Records from a dataset:

○ ○ ○ ○ ○

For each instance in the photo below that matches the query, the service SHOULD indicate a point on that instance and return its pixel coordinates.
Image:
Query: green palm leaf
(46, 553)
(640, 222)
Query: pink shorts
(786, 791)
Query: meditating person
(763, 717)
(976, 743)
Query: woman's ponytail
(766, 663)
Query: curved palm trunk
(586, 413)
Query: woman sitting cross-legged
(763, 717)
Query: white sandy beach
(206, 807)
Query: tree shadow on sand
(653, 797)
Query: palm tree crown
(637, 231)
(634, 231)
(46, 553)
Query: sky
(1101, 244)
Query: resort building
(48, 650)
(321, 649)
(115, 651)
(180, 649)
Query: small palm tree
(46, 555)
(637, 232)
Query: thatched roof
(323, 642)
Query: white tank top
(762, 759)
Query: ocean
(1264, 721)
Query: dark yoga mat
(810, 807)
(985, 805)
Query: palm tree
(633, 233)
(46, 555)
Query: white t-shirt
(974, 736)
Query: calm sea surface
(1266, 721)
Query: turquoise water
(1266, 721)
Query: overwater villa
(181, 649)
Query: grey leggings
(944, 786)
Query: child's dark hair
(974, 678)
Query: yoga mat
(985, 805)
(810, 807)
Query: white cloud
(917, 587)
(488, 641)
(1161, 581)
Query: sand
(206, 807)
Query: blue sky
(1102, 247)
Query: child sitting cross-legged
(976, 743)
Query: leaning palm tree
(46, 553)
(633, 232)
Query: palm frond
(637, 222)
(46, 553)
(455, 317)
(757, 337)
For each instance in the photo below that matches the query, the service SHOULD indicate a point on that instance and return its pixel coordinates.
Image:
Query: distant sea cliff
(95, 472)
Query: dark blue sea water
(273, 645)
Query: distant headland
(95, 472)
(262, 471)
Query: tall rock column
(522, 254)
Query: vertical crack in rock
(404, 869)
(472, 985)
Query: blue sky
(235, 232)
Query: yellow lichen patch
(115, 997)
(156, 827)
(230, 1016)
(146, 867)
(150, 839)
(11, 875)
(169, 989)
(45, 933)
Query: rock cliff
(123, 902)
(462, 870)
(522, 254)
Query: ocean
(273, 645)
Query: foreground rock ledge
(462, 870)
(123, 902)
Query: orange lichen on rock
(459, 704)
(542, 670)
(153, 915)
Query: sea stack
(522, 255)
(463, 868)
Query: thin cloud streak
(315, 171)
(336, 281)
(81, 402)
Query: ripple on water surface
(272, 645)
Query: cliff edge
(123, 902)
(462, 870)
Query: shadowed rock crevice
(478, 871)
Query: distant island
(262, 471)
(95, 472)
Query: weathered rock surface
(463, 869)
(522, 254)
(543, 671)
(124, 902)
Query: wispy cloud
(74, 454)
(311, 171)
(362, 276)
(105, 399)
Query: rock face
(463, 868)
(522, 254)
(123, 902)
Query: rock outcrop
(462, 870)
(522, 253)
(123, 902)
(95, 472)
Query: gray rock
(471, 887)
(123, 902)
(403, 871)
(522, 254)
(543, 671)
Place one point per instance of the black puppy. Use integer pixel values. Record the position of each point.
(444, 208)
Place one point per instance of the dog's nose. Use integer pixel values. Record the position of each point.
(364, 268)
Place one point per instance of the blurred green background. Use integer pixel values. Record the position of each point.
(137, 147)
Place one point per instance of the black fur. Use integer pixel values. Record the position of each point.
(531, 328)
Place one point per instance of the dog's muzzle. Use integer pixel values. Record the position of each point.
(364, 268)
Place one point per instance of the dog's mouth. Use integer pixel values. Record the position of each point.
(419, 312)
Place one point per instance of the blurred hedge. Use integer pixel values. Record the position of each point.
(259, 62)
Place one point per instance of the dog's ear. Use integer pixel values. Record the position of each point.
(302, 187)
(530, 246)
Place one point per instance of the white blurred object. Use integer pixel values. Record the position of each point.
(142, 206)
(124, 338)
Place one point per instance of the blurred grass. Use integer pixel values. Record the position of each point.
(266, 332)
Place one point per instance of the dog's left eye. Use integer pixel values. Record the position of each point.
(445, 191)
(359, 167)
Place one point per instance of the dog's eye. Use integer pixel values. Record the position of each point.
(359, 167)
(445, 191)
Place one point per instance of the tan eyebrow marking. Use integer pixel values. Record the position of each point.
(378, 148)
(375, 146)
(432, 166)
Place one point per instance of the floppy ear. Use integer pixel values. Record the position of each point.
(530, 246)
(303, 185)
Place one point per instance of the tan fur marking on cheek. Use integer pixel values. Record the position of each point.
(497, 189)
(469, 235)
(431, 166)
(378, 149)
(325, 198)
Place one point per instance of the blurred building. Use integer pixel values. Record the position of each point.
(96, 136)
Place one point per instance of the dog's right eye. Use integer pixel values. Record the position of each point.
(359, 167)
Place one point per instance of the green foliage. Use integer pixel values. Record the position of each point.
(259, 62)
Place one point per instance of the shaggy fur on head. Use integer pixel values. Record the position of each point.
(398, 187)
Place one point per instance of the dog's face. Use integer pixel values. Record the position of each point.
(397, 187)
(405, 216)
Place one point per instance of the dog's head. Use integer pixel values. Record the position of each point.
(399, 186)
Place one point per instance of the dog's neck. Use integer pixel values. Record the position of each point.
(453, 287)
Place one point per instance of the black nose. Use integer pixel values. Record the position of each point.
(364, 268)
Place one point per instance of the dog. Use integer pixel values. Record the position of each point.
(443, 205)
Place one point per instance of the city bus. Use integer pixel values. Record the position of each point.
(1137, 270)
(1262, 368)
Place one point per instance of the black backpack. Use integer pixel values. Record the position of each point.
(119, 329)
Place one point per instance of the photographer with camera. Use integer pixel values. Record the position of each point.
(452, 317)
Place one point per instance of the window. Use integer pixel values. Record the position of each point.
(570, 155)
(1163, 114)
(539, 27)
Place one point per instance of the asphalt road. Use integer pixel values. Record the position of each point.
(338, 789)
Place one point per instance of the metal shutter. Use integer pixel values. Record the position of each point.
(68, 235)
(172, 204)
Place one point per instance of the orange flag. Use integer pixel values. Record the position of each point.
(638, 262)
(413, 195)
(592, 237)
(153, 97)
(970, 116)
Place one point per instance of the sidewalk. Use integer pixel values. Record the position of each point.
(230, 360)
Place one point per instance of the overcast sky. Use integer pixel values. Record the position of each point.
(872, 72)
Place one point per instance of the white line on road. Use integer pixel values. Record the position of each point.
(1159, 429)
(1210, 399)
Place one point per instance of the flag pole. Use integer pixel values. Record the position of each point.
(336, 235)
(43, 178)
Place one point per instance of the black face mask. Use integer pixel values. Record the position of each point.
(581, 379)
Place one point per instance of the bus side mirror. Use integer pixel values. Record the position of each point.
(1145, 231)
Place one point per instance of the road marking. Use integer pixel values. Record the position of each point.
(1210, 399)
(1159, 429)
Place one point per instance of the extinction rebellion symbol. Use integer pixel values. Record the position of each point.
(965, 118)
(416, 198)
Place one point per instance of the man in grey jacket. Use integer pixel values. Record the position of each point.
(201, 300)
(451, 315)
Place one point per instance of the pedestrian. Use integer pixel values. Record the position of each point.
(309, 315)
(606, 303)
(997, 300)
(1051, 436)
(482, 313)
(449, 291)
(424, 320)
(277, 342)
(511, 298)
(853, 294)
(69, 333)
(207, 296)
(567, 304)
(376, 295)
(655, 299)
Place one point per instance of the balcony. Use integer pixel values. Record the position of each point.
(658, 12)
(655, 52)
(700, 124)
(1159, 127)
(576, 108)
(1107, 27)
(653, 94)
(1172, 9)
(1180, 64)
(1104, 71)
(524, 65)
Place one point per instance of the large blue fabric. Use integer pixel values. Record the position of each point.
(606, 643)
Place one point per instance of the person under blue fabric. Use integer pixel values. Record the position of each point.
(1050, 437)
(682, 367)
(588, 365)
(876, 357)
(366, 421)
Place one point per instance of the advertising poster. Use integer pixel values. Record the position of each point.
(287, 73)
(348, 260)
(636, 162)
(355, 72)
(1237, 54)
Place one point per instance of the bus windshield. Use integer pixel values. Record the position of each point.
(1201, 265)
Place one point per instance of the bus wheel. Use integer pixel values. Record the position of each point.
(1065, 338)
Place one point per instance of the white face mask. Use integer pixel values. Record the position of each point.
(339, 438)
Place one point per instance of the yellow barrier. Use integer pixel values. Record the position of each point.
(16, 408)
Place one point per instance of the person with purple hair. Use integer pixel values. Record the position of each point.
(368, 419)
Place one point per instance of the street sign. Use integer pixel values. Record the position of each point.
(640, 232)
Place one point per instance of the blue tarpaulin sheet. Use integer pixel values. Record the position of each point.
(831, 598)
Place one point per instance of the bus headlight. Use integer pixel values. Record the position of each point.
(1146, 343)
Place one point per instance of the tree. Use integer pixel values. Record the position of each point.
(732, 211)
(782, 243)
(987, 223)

○ ○ ○ ○ ○

### THE PROBLEM
Exactly the lines from the one containing "Place one point per instance of the large" through the end of the records should be reproduced, and no others.

### YOUR SOLUTION
Place one point per instance of the large blue fabric. Use integer pixel values. Record the position of each point.
(606, 643)
Place one point per instance of the person under blue fabric. Use integer pixel values. Record the position of each point.
(1050, 437)
(682, 367)
(588, 365)
(876, 357)
(366, 421)
Place one point per instance of the advertising poster. Use integer pixel values. Record the position of each point.
(287, 73)
(348, 260)
(636, 162)
(355, 72)
(1237, 54)
Place one point per instance of the bus windshield. Use integer pixel values. Record the position of each point.
(1201, 265)
Place one point per instance of the bus wheel. Use integer pixel values. Record the position of each point.
(1065, 338)
Place one point per instance of the white face mask. Use integer pixel values. Record the position of each point.
(339, 438)
Place one point per instance of the yellow barrier. Use integer pixel values. Record the position of each point.
(16, 408)
Place one point per instance of the person with purple hair. Use integer pixel values. Record the position of each point.
(368, 419)
Place one point per instance of the street sign. Use integer pixel values. Record the position of each point.
(640, 232)
Place one point per instance of the blue tarpaulin sheet. Use integer pixel values. Record the position of each point.
(831, 598)
Place one point per instance of the bus headlight. Use integer pixel values. Record the position of each point.
(1146, 343)
Place one point per instance of the tree. Use integer pixel values. Record the position of each point.
(732, 211)
(782, 243)
(987, 223)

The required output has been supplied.